WORK INSTRUCTION:
Print word for word the first line of the records below and every following line through the one containing "Target: white tray"; print nothing else.

RECORD EXTRACTS:
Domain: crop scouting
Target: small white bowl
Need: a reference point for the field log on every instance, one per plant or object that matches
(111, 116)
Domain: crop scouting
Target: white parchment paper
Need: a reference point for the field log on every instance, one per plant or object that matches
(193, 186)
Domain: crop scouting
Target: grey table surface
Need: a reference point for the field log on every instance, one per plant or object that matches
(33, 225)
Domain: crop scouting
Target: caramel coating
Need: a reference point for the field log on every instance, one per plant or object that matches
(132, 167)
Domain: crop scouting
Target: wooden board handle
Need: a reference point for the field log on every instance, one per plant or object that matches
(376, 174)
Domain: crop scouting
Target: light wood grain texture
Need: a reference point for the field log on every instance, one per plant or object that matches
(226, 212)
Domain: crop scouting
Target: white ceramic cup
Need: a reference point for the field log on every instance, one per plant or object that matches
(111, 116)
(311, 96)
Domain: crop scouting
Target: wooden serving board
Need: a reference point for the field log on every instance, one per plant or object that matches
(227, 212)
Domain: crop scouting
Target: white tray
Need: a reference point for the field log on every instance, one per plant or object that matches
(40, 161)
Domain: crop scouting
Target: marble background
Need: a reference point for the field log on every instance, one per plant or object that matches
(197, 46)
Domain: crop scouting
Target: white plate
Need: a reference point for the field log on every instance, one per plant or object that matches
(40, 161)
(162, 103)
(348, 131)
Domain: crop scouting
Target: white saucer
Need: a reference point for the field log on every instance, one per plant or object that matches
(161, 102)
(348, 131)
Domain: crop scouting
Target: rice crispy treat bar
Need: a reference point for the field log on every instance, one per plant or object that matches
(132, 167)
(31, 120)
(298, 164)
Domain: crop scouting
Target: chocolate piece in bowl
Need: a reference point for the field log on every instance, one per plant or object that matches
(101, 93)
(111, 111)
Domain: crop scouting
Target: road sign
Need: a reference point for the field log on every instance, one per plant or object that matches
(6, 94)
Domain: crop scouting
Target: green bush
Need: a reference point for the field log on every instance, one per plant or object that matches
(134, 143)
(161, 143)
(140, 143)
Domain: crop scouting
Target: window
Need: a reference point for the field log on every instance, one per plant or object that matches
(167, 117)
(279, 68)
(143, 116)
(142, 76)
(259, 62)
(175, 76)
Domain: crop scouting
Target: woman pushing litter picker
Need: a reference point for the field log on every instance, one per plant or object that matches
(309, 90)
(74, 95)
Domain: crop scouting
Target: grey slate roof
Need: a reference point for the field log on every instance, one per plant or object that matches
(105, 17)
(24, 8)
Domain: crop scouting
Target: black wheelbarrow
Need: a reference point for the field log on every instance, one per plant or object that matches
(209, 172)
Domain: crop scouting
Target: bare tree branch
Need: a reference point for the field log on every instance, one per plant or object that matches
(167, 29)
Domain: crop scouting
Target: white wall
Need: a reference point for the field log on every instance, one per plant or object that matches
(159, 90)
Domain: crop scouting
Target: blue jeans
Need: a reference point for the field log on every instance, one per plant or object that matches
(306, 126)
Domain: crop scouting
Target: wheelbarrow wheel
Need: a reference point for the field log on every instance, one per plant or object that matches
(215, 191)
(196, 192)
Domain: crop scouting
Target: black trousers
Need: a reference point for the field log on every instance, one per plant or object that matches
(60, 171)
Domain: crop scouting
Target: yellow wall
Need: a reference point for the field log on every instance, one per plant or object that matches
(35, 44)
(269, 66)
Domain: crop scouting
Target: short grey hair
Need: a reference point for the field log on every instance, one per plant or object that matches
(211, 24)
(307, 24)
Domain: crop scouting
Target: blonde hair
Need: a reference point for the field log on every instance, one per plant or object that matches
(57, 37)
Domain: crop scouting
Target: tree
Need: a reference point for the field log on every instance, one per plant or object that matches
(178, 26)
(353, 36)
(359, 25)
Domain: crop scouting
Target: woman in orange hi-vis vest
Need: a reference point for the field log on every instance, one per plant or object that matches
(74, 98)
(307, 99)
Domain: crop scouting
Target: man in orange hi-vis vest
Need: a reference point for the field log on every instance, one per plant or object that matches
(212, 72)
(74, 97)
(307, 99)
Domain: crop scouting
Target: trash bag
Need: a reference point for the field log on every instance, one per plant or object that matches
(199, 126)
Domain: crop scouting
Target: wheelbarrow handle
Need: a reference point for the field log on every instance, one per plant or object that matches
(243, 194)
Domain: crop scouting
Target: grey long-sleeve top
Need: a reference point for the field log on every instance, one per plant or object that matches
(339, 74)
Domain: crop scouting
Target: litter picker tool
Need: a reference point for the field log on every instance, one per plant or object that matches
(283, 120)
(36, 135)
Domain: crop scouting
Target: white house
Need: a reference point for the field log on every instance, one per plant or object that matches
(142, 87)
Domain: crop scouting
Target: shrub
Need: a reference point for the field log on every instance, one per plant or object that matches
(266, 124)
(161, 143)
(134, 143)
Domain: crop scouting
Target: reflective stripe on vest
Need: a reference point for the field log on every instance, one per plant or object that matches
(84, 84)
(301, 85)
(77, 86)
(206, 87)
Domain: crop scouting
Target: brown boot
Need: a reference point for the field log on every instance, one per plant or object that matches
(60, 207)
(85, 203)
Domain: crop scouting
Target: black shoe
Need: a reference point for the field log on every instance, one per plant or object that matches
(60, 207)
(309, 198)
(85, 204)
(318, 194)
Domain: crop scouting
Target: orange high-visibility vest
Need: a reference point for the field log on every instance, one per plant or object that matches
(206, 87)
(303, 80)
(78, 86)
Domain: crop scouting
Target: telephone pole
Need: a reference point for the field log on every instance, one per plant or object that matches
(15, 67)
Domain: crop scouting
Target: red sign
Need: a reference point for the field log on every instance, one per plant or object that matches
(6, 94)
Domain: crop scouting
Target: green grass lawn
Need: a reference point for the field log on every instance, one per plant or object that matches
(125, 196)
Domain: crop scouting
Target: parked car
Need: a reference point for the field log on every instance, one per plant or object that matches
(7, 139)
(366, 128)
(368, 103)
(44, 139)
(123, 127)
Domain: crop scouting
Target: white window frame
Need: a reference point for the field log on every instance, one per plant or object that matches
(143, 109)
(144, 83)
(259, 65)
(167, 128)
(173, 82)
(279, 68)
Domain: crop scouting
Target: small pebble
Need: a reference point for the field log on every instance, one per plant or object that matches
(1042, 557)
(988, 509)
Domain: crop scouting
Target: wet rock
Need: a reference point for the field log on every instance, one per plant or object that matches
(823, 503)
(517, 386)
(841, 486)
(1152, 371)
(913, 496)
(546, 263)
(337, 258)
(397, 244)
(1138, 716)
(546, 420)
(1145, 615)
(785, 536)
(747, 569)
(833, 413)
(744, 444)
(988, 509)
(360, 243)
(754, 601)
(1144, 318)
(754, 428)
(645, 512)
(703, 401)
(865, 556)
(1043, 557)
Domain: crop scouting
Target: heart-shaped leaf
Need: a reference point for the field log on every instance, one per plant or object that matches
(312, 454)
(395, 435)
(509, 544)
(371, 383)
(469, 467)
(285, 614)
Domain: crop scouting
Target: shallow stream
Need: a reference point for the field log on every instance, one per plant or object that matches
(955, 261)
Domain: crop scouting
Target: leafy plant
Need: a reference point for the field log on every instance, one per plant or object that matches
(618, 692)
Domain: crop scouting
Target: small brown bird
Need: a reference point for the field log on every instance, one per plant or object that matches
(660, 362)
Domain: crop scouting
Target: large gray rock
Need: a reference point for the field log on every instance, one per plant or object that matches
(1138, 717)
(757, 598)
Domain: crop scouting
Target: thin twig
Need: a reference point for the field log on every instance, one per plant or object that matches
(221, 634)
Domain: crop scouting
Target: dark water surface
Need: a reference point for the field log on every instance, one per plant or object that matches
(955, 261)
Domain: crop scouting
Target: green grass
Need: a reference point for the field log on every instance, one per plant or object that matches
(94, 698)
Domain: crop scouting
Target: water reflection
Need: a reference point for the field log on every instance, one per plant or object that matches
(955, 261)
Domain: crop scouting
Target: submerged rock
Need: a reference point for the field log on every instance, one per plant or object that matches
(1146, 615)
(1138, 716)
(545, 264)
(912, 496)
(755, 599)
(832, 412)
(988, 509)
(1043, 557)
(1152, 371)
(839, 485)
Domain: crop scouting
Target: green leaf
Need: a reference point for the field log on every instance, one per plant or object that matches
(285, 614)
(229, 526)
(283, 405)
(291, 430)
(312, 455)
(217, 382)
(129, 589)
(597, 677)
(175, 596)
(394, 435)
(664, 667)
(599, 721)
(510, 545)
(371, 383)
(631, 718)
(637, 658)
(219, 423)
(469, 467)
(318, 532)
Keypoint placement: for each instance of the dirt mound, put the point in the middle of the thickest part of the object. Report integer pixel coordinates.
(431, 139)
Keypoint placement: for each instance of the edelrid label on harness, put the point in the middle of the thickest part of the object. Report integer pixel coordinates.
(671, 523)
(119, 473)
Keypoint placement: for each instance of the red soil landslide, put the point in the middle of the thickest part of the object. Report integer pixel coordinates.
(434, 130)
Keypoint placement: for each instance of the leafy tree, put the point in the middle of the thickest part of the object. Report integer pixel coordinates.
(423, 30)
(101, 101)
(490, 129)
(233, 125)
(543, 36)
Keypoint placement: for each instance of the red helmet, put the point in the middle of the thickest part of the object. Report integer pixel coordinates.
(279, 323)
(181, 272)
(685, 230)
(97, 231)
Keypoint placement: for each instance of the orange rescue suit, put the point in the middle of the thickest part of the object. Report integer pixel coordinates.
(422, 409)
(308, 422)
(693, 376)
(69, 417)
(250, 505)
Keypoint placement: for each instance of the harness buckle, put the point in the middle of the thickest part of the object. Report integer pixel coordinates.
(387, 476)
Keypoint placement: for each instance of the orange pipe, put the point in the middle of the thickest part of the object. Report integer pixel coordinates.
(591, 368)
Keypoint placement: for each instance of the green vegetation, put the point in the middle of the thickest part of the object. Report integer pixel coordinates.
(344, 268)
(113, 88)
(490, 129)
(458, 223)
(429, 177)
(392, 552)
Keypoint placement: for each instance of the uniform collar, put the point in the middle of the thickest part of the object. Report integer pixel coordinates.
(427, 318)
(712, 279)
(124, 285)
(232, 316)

RESULT BELOW:
Domain: crop scouting
Target: small white bowl
Need: a reference point for the field log on every instance, one per plant or object that matches
(111, 116)
Domain: crop scouting
Target: white parchment paper
Need: a reference point for the field log on every instance, one per plant or object that matches
(193, 186)
Domain: crop scouting
Target: grey table surface
Need: a reference point for the field log on every instance, one per plant or object that matches
(33, 225)
Domain: crop scouting
Target: caramel coating
Need: a reference point for the field log on every instance, one per plant or object that matches
(132, 167)
Domain: crop scouting
Target: wooden board handle
Need: a reference point for the field log on every instance, one per plant or object that matches
(376, 174)
Domain: crop scouting
Target: light wood grain texture
Need: a reference point for the field log on every instance, one per plant or object that matches
(226, 212)
Domain: crop scouting
Target: white ceramic cup
Need: a reference point for the field log on every instance, one per plant or object that matches
(111, 116)
(311, 96)
Domain: crop scouting
Target: wooden serving board
Need: a reference point for the field log on every instance, one per plant or object that matches
(227, 212)
Domain: crop scouting
Target: white tray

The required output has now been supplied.